Set problem: Can you lay out everything from the start of the records down to the line containing "column 890, row 341", that line included, as a JSON list of strings with one string per line and blank lines omitted?

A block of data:
┄┄┄┄┄┄┄┄┄┄┄┄┄┄┄┄┄┄┄┄

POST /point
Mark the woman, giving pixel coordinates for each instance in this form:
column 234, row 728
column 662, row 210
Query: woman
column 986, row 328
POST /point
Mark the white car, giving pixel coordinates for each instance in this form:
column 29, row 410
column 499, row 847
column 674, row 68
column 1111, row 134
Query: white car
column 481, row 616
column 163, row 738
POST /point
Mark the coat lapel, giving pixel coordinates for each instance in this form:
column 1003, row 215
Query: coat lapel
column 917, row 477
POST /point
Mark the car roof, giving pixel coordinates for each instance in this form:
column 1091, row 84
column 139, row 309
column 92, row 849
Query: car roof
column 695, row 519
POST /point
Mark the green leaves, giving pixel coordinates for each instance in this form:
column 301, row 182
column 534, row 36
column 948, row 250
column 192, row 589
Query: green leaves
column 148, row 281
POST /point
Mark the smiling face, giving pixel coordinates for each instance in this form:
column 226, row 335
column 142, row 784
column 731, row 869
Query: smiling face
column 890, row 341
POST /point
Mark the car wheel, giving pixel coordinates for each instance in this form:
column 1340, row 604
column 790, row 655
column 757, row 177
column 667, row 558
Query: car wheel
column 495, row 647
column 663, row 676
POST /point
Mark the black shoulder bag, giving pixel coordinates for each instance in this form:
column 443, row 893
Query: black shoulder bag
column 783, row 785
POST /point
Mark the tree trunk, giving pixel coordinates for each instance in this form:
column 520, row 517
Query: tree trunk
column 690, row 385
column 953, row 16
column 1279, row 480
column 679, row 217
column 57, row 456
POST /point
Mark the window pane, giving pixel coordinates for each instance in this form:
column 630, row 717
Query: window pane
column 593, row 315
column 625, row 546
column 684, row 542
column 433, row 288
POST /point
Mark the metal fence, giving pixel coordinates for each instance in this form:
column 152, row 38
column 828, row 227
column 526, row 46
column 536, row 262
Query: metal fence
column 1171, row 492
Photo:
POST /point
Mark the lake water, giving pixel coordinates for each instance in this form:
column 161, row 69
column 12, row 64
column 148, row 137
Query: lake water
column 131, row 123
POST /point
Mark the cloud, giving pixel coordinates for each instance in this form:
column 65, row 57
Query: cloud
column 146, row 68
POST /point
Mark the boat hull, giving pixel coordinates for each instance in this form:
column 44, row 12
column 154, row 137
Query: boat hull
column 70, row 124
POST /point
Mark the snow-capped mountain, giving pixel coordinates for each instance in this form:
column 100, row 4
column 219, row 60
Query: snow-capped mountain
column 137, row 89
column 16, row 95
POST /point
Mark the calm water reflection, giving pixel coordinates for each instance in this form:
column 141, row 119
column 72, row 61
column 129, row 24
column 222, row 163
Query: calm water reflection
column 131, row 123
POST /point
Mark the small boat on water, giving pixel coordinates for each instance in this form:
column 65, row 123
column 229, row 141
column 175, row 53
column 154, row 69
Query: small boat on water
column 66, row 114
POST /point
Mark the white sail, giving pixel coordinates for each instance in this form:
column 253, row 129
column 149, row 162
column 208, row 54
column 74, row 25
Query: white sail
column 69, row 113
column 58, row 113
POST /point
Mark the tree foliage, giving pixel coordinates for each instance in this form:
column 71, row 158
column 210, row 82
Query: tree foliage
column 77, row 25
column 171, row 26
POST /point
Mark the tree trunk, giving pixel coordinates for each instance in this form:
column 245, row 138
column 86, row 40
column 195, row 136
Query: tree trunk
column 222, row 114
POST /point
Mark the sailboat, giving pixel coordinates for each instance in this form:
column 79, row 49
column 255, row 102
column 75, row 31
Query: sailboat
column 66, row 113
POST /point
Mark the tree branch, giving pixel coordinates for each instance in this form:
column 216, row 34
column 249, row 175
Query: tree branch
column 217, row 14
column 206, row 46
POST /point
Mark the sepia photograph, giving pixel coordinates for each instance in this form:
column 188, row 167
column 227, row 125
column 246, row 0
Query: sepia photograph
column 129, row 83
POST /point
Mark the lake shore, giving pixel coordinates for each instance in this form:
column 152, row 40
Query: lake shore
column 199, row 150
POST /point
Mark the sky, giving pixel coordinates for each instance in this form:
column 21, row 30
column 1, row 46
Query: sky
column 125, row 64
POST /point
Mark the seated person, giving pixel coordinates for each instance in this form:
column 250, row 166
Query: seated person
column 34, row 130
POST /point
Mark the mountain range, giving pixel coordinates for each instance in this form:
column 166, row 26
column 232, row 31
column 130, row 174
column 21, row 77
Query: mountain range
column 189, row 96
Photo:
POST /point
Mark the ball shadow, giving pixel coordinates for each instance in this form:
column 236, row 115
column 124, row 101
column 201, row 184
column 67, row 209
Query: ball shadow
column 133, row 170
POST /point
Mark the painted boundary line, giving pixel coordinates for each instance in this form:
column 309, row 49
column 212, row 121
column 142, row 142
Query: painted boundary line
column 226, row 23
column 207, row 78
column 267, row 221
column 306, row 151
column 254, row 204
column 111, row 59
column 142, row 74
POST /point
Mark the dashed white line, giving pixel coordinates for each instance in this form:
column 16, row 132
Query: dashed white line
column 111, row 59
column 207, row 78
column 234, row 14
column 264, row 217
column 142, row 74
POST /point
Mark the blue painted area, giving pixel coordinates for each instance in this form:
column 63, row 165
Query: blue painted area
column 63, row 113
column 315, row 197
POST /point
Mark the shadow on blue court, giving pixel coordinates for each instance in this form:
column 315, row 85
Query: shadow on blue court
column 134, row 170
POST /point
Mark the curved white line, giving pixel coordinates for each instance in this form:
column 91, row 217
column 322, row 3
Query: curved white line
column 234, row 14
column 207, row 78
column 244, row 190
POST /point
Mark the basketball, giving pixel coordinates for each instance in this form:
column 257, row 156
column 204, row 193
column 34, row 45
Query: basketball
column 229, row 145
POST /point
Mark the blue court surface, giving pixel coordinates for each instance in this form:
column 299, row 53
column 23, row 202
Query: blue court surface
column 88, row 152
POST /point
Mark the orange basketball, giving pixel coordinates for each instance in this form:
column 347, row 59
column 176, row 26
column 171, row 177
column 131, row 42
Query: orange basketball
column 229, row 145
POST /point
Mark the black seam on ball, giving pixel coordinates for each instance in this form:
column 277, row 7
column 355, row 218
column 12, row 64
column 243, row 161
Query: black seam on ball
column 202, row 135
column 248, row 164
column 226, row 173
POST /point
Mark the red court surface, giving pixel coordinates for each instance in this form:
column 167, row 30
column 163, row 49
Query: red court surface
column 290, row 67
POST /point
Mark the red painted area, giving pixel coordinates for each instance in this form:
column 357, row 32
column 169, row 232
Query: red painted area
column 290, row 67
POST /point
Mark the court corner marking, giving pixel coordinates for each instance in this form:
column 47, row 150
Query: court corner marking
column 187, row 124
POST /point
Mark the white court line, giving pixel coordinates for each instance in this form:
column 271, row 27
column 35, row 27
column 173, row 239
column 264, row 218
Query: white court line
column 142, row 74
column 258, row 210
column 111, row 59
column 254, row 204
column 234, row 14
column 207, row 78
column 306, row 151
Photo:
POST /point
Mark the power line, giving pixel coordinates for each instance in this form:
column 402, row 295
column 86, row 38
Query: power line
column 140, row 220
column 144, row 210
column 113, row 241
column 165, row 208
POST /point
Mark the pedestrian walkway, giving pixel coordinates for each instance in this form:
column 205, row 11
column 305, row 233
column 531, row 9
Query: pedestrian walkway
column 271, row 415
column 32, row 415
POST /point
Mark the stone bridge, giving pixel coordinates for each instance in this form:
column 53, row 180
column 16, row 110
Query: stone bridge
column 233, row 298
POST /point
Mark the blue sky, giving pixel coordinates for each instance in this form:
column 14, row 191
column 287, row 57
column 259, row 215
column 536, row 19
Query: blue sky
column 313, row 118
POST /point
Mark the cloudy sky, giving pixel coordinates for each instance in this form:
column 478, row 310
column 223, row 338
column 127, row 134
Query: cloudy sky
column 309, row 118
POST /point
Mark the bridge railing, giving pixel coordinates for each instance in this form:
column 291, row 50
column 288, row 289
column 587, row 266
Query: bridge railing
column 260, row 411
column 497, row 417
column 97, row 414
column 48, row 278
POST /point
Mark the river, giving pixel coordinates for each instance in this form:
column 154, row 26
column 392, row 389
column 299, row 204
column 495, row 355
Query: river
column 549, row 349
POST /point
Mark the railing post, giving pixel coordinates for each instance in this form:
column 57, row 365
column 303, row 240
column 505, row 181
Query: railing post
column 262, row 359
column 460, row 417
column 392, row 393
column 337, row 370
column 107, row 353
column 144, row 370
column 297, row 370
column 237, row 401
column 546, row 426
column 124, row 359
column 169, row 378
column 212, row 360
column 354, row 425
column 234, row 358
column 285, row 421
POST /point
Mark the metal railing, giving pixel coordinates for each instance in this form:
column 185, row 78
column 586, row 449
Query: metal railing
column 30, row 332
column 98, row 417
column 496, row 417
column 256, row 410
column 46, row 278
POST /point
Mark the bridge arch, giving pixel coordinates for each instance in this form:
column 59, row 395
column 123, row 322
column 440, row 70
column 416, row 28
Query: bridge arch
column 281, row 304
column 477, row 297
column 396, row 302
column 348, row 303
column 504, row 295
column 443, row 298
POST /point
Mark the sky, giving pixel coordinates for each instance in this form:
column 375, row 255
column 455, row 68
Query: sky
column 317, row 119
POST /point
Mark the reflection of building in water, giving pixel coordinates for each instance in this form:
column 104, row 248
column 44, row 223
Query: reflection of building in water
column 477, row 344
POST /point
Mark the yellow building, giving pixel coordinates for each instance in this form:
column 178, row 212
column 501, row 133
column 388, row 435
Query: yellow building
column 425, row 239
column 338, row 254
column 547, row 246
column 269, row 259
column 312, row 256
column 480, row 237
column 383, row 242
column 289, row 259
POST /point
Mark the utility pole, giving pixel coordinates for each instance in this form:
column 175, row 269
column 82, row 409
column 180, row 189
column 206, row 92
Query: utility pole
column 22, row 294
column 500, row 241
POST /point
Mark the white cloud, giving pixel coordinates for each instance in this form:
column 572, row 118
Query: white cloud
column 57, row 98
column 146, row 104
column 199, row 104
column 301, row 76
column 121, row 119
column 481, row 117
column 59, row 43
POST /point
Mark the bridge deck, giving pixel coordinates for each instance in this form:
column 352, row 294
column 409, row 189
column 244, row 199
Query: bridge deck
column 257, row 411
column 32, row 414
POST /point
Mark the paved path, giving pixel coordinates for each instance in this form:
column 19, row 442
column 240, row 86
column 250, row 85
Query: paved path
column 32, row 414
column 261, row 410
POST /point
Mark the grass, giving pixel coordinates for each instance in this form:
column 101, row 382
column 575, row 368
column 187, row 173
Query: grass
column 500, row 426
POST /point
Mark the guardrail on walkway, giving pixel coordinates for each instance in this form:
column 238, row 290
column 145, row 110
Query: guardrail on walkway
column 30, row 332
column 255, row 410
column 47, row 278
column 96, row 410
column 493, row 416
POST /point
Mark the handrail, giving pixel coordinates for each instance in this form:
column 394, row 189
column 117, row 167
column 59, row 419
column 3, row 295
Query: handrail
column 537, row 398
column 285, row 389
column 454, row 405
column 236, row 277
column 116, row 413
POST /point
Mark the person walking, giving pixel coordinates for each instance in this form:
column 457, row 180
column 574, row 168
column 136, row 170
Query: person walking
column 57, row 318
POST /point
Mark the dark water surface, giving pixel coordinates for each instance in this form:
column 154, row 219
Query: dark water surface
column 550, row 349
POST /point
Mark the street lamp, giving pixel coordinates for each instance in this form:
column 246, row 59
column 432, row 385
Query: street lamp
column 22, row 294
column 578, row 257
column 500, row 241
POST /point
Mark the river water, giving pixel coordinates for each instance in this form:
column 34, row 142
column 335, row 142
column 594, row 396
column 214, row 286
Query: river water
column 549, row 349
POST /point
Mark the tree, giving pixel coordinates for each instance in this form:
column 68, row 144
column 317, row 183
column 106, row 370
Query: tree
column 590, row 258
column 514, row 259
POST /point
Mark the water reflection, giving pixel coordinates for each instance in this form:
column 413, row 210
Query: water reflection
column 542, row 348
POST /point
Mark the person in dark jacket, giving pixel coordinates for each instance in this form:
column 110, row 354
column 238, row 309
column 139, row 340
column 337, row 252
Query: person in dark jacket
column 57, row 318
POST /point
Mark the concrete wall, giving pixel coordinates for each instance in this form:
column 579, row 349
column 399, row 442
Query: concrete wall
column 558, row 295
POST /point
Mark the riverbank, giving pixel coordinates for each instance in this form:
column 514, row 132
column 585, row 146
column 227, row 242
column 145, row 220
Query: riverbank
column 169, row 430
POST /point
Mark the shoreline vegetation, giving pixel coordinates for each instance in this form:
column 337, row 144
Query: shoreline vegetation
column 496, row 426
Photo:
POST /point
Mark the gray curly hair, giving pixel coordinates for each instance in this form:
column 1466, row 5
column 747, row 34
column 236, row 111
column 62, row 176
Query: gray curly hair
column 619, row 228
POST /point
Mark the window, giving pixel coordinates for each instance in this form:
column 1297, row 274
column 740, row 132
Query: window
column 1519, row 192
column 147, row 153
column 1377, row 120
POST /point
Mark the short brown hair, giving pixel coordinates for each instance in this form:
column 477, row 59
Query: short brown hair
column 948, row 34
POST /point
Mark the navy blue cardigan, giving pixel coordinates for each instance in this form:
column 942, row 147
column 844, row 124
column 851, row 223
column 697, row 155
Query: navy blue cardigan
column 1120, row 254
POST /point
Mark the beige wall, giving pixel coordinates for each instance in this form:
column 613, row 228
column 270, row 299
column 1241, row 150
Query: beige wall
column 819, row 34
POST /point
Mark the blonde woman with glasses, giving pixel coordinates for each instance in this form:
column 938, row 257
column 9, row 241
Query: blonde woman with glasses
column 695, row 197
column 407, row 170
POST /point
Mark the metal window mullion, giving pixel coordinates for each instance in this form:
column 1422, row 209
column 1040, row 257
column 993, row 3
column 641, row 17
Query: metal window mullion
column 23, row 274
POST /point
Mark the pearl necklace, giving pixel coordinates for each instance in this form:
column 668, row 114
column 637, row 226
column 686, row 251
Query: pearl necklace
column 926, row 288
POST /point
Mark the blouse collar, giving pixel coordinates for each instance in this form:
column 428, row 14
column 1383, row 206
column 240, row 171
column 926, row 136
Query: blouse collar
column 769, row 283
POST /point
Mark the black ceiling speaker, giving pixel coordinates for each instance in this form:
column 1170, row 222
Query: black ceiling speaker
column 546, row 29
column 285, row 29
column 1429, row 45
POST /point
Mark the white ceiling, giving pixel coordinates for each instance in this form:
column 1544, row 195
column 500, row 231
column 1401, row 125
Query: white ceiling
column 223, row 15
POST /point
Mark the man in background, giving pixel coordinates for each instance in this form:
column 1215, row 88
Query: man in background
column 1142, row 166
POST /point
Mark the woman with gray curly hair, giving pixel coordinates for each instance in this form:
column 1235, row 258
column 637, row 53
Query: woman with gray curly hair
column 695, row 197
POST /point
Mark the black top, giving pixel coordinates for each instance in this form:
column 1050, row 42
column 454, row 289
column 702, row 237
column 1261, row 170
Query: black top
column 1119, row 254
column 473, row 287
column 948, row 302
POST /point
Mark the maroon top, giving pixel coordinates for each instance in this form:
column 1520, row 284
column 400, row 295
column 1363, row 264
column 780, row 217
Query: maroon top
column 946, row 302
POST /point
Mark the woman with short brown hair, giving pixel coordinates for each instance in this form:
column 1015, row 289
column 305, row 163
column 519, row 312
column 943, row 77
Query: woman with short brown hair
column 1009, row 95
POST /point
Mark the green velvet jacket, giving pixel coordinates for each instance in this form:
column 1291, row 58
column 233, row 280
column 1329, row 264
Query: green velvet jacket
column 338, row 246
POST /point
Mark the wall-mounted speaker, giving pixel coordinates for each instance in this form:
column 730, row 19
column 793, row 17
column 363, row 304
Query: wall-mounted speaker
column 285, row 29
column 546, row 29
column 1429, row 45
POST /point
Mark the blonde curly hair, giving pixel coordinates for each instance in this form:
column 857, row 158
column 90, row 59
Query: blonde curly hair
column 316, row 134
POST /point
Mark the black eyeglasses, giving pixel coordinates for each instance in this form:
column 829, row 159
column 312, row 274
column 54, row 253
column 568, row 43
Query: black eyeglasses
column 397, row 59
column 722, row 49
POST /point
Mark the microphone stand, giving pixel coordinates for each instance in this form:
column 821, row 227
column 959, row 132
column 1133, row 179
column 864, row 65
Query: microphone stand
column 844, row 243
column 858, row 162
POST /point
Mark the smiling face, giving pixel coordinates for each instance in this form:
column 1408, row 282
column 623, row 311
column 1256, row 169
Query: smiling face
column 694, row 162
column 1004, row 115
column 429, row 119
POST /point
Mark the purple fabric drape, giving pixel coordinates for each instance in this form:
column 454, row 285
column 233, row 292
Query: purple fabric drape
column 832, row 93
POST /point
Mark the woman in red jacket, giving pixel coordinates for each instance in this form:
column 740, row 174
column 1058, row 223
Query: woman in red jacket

┄┄┄┄┄┄┄┄┄┄┄┄┄┄┄┄┄┄┄┄

Exercise response:
[
  "POST /point",
  "Mark the woman, giving pixel coordinates for each instance in this form:",
  "column 234, row 728",
  "column 662, row 210",
  "Query: woman",
  "column 986, row 328",
  "POST /point",
  "Mark the white car, giving pixel coordinates for each instance in this form:",
  "column 29, row 410",
  "column 499, row 847",
  "column 674, row 68",
  "column 1111, row 134",
  "Query: white car",
  "column 481, row 616",
  "column 163, row 738",
  "POST /point",
  "Mark the coat lapel, giving pixel coordinates for each instance in this form:",
  "column 1003, row 215",
  "Query: coat lapel",
  "column 917, row 477",
  "POST /point",
  "Mark the car roof, giving pixel coordinates for each instance in this form:",
  "column 1091, row 84",
  "column 139, row 309",
  "column 92, row 849",
  "Query: car roof",
  "column 695, row 519",
  "POST /point",
  "Mark the green leaves, giving pixel coordinates for each instance in this form:",
  "column 301, row 182",
  "column 534, row 36",
  "column 948, row 250",
  "column 192, row 589",
  "Query: green leaves",
  "column 148, row 281",
  "POST /point",
  "Mark the smiling face, giving pixel coordinates for each instance in this form:",
  "column 226, row 335",
  "column 142, row 784",
  "column 731, row 869",
  "Query: smiling face",
  "column 890, row 341"
]